--- start Data supplied ---
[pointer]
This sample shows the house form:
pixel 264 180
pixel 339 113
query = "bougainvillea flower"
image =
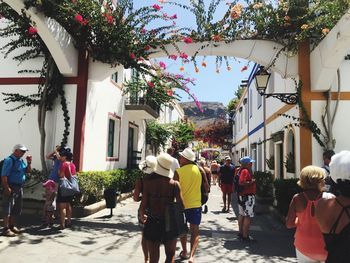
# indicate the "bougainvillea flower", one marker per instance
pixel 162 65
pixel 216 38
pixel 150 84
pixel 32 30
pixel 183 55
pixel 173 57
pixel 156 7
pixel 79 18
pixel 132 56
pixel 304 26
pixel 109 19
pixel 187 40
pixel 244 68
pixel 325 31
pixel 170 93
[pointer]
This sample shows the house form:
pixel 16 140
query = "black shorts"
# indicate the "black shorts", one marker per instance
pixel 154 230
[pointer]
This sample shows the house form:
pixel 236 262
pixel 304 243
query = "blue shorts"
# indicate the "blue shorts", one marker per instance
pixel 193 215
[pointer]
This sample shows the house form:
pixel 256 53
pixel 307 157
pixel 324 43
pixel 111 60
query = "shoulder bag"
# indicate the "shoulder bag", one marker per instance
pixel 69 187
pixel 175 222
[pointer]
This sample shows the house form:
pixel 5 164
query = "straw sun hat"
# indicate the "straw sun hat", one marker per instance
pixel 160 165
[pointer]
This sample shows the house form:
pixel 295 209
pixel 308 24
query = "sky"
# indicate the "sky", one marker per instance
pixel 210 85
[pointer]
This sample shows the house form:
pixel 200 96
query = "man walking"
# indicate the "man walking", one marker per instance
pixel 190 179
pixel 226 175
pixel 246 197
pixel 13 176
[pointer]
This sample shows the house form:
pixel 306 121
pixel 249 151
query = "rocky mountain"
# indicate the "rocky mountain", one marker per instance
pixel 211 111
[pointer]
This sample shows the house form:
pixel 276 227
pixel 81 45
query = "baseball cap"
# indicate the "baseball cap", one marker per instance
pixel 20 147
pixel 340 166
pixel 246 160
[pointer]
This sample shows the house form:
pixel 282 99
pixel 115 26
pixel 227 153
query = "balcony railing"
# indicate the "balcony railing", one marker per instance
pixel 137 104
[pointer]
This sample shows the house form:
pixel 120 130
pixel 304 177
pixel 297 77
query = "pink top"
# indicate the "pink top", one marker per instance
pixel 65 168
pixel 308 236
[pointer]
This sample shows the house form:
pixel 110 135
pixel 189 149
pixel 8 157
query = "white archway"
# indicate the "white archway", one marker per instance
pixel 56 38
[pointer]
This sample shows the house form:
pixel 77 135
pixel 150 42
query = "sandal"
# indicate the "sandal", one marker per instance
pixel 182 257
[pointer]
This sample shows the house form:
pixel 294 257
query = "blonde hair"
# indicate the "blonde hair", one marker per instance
--- end Data supplied ---
__Exercise instructions__: Omit the pictures and reproduce the listing exactly.

__Solution for this problem__:
[pointer]
This sample shows the house form:
pixel 264 180
pixel 339 113
query = "bougainvillea flower"
image =
# indicate the "bougainvillea flower", one marker per instance
pixel 162 65
pixel 216 38
pixel 150 84
pixel 32 30
pixel 183 55
pixel 173 57
pixel 156 7
pixel 79 18
pixel 132 56
pixel 304 26
pixel 109 19
pixel 187 40
pixel 244 68
pixel 325 31
pixel 170 93
[pointer]
This sample shows the house form:
pixel 16 140
query = "black shorts"
# indicate the "black shorts", one marker per instance
pixel 154 230
[pointer]
This sample shows the house form:
pixel 236 262
pixel 304 243
query = "blue shorts"
# indicate the "blue shorts", one marker per instance
pixel 193 215
[pointer]
This sample shows the house form:
pixel 256 53
pixel 307 157
pixel 324 43
pixel 111 60
query = "shoulder bag"
# indicate the "shoulder bag", one marker per instance
pixel 69 187
pixel 175 222
[pointer]
This sample shows the house form:
pixel 5 164
query = "straw sun hat"
# indicate the "straw sun hat", one marker per instance
pixel 160 165
[pointer]
This sample shows the house form:
pixel 295 209
pixel 308 24
query = "sky"
# indicate the "sky", one marker per instance
pixel 210 85
[pointer]
This sample shows the house form:
pixel 200 96
query = "man walking"
# indicate the "man walking", one marker per instance
pixel 190 179
pixel 226 175
pixel 246 197
pixel 13 176
[pointer]
This sample shows the house form:
pixel 306 121
pixel 249 151
query = "rocky mountain"
# indicate the "rocky mountain", one marker per instance
pixel 211 111
[pointer]
This sample shows the house form:
pixel 276 227
pixel 81 45
query = "baseball cap"
# indicate the "baseball cap", one marker per instance
pixel 20 147
pixel 340 166
pixel 246 160
[pointer]
This sample shows the house form:
pixel 282 99
pixel 115 26
pixel 227 153
query = "balcony railing"
# indicate the "balcony railing", one marker per instance
pixel 137 104
[pointer]
This sample shows the house form:
pixel 120 130
pixel 304 177
pixel 297 77
query = "pink top"
# indicate the "pink top", one marker per instance
pixel 65 168
pixel 308 236
[pointer]
This sample shows the house form:
pixel 110 135
pixel 189 149
pixel 8 157
query = "white archway"
# indicate the "white archway", one marker per instance
pixel 56 38
[pointer]
This sample shows the house form:
pixel 77 135
pixel 150 42
query = "sandal"
# indicate the "sandal", one marker per instance
pixel 182 257
[pointer]
This sample shows the house form:
pixel 294 257
query = "blonde hair"
# indicate the "blonde hair", one marker per instance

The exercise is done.